+++ Data for processing

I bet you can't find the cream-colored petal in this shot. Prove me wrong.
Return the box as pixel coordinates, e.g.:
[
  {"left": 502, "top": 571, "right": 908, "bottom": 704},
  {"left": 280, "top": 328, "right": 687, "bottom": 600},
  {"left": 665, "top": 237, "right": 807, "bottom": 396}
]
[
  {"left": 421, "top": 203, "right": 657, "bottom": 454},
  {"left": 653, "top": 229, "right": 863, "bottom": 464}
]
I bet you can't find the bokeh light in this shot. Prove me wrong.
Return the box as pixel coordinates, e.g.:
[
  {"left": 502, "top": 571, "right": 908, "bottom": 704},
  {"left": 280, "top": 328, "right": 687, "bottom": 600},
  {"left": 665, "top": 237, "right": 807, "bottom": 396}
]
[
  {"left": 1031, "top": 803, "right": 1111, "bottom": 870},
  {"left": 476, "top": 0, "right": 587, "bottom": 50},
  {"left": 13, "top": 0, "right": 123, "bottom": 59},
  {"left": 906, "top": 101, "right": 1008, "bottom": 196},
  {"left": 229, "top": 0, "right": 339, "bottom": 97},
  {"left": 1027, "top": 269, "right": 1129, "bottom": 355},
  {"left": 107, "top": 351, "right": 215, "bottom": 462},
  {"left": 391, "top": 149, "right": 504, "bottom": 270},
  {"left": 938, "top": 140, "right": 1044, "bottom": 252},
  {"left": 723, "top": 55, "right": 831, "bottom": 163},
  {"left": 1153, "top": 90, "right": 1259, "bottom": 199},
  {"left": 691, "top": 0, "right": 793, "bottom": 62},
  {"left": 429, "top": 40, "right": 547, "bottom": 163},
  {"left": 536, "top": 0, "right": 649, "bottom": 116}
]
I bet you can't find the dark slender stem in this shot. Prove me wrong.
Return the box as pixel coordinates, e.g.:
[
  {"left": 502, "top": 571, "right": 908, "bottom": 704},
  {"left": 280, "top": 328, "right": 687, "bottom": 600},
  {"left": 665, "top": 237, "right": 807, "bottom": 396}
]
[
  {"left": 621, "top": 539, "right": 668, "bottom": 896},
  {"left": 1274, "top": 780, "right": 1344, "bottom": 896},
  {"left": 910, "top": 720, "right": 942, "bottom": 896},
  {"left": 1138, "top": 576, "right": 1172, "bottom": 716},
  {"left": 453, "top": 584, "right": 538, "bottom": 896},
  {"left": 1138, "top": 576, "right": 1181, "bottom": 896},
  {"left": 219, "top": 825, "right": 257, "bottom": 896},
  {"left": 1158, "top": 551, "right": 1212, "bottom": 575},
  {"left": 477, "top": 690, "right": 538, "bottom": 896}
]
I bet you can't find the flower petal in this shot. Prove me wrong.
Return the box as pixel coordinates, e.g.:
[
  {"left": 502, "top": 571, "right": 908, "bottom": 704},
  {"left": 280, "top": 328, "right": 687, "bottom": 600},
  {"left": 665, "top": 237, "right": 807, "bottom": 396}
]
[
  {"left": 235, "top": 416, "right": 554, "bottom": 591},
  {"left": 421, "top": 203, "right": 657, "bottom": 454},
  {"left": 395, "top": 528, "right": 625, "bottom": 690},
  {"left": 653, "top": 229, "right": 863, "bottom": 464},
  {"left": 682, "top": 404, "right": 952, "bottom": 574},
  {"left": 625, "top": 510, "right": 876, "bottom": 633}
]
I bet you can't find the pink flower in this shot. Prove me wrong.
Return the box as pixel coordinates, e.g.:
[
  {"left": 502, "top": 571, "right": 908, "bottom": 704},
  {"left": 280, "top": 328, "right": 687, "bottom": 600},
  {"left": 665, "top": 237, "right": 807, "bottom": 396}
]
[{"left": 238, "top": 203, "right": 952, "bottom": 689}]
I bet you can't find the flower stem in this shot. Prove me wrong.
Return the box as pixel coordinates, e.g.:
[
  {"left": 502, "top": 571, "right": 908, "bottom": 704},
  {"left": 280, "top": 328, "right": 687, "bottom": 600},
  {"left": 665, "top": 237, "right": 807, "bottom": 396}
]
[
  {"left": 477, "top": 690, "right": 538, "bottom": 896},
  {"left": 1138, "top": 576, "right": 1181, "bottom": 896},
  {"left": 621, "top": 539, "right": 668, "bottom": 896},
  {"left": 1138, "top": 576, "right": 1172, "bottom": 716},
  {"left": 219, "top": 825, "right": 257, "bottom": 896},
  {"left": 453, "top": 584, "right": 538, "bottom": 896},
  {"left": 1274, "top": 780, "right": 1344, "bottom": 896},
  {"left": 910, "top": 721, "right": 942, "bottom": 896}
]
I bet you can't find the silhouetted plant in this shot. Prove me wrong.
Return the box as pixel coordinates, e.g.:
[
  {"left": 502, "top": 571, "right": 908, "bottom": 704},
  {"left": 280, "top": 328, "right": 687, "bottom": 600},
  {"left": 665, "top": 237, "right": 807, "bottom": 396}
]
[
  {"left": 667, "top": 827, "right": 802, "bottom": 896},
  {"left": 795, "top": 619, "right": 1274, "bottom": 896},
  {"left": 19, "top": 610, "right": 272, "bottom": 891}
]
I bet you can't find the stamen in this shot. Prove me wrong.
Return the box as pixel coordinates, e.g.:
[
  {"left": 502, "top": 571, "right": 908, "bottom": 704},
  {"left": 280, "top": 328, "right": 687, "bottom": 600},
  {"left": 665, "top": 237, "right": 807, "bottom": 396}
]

++++++

> _Exercise_
Retype all of the material above with every character intact.

> _Full response_
I bet you can't find the cream-colored petal in this shot. Prove me wrong.
Return the box as pixel coordinates, e.g.:
[
  {"left": 502, "top": 571, "right": 908, "bottom": 704},
  {"left": 280, "top": 328, "right": 687, "bottom": 600},
  {"left": 665, "top": 237, "right": 807, "bottom": 396}
]
[
  {"left": 421, "top": 203, "right": 657, "bottom": 454},
  {"left": 653, "top": 229, "right": 863, "bottom": 464}
]
I bet you can't find the bokeh light in this shot. Prove me wrong.
Return the box as pixel coordinates, e.g.:
[
  {"left": 502, "top": 571, "right": 908, "bottom": 704},
  {"left": 280, "top": 328, "right": 687, "bottom": 600},
  {"left": 665, "top": 237, "right": 807, "bottom": 396}
]
[
  {"left": 1031, "top": 803, "right": 1111, "bottom": 870},
  {"left": 476, "top": 0, "right": 587, "bottom": 50},
  {"left": 13, "top": 0, "right": 123, "bottom": 59},
  {"left": 906, "top": 101, "right": 1008, "bottom": 196},
  {"left": 229, "top": 0, "right": 339, "bottom": 97},
  {"left": 1027, "top": 269, "right": 1129, "bottom": 355},
  {"left": 107, "top": 351, "right": 215, "bottom": 462},
  {"left": 391, "top": 149, "right": 504, "bottom": 270},
  {"left": 938, "top": 140, "right": 1044, "bottom": 252},
  {"left": 723, "top": 55, "right": 831, "bottom": 163},
  {"left": 1153, "top": 90, "right": 1259, "bottom": 199},
  {"left": 691, "top": 0, "right": 793, "bottom": 62},
  {"left": 429, "top": 40, "right": 547, "bottom": 163},
  {"left": 536, "top": 0, "right": 649, "bottom": 116}
]
I bet you can't find the dark slender stem in this shot. Prove me wrong.
Return the box as pixel coordinates, e.g.:
[
  {"left": 502, "top": 571, "right": 908, "bottom": 704},
  {"left": 280, "top": 328, "right": 687, "bottom": 600},
  {"left": 665, "top": 237, "right": 807, "bottom": 396}
]
[
  {"left": 621, "top": 539, "right": 668, "bottom": 896},
  {"left": 1274, "top": 780, "right": 1344, "bottom": 896},
  {"left": 910, "top": 720, "right": 942, "bottom": 896},
  {"left": 1138, "top": 576, "right": 1172, "bottom": 716},
  {"left": 453, "top": 584, "right": 538, "bottom": 896},
  {"left": 1138, "top": 576, "right": 1181, "bottom": 896},
  {"left": 219, "top": 825, "right": 257, "bottom": 896},
  {"left": 1158, "top": 551, "right": 1212, "bottom": 575},
  {"left": 477, "top": 690, "right": 538, "bottom": 896}
]
I bet you can't find the flower petal in this shot. Prove me wrong.
Return the box as pixel coordinates, e.g.:
[
  {"left": 502, "top": 571, "right": 908, "bottom": 704},
  {"left": 280, "top": 328, "right": 687, "bottom": 600},
  {"left": 665, "top": 237, "right": 807, "bottom": 396}
]
[
  {"left": 235, "top": 416, "right": 554, "bottom": 591},
  {"left": 421, "top": 203, "right": 657, "bottom": 454},
  {"left": 395, "top": 528, "right": 625, "bottom": 690},
  {"left": 653, "top": 229, "right": 863, "bottom": 464},
  {"left": 682, "top": 404, "right": 952, "bottom": 574},
  {"left": 625, "top": 510, "right": 876, "bottom": 633}
]
I bet you can't find the pink flower in this shot. Prove me wrong.
Return the box as pixel coordinates, e.g.:
[
  {"left": 502, "top": 571, "right": 908, "bottom": 704},
  {"left": 280, "top": 328, "right": 687, "bottom": 600},
  {"left": 665, "top": 237, "right": 807, "bottom": 396}
]
[{"left": 238, "top": 203, "right": 952, "bottom": 689}]
I bet you can't find the flower stem in this shot. Prove me wrong.
Return the box as pixel coordinates, e.g.:
[
  {"left": 502, "top": 571, "right": 908, "bottom": 704},
  {"left": 280, "top": 328, "right": 687, "bottom": 600},
  {"left": 665, "top": 237, "right": 807, "bottom": 396}
]
[
  {"left": 477, "top": 690, "right": 538, "bottom": 896},
  {"left": 1138, "top": 576, "right": 1181, "bottom": 896},
  {"left": 621, "top": 539, "right": 668, "bottom": 896},
  {"left": 1138, "top": 576, "right": 1172, "bottom": 716},
  {"left": 219, "top": 825, "right": 257, "bottom": 896},
  {"left": 453, "top": 584, "right": 538, "bottom": 896},
  {"left": 1274, "top": 780, "right": 1344, "bottom": 896},
  {"left": 910, "top": 721, "right": 942, "bottom": 896}
]
I bet you can't find the silhouetted plant in this shot. Prove me wrong.
Return the box as pixel coordinates, e.g.:
[
  {"left": 502, "top": 571, "right": 908, "bottom": 704},
  {"left": 280, "top": 328, "right": 687, "bottom": 600},
  {"left": 665, "top": 237, "right": 807, "bottom": 396}
]
[
  {"left": 667, "top": 827, "right": 802, "bottom": 896},
  {"left": 795, "top": 619, "right": 1274, "bottom": 896},
  {"left": 19, "top": 610, "right": 272, "bottom": 891}
]
I bet you can't find the stamen in this shot. Prove me wrong.
Return the box as pixel coordinates, e.g.:
[
  {"left": 502, "top": 571, "right": 908, "bottom": 704},
  {"left": 280, "top": 328, "right": 687, "bottom": 600},
  {"left": 665, "top": 237, "right": 807, "bottom": 396}
]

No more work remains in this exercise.